» **Given problem**
Rewrite the rows below as a numbered list, omitting any blank lines.

» **Information supplied**
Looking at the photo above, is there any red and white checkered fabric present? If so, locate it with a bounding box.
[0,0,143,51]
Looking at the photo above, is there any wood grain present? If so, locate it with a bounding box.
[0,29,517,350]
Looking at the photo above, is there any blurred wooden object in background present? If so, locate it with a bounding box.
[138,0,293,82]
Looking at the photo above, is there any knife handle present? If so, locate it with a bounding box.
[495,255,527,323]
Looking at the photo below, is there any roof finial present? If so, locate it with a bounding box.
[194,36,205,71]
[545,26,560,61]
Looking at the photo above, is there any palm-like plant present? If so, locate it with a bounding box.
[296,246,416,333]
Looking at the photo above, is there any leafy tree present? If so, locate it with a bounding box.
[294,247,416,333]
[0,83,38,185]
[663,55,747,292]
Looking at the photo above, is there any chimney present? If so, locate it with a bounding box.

» **Result of the task**
1. Looking at the photo above, is there any red and white checkered fabric present? If so, locate it with a bounding box.
2. [0,0,143,51]
3. Looking at the photo above, is there any wood grain present? If so, locate it with a bounding box.
4. [0,29,517,350]
5. Looking at the photo above, is there any blurred wooden object in background present? If so, locate it with a bounding box.
6. [138,0,293,82]
7. Looking at the photo above, is there any knife handle present? If so, locate it with a bounding box.
8. [495,255,527,323]
9. Looking at the photo below, is there any roof finial present? If so, locate it with a bounding box.
10. [194,36,205,71]
11. [545,26,560,61]
12. Looking at the photo above, is there any palm-like plant present? If so, locate it with a bounding box.
13. [296,246,416,333]
14. Looking at the photo above, is there any leafy tree present? If so, locate it with a bounding box.
15. [294,247,416,333]
16. [0,83,38,185]
17. [663,55,747,292]
18. Looking at the photo above, is there any chimney present? If so, locate it with a bounding box.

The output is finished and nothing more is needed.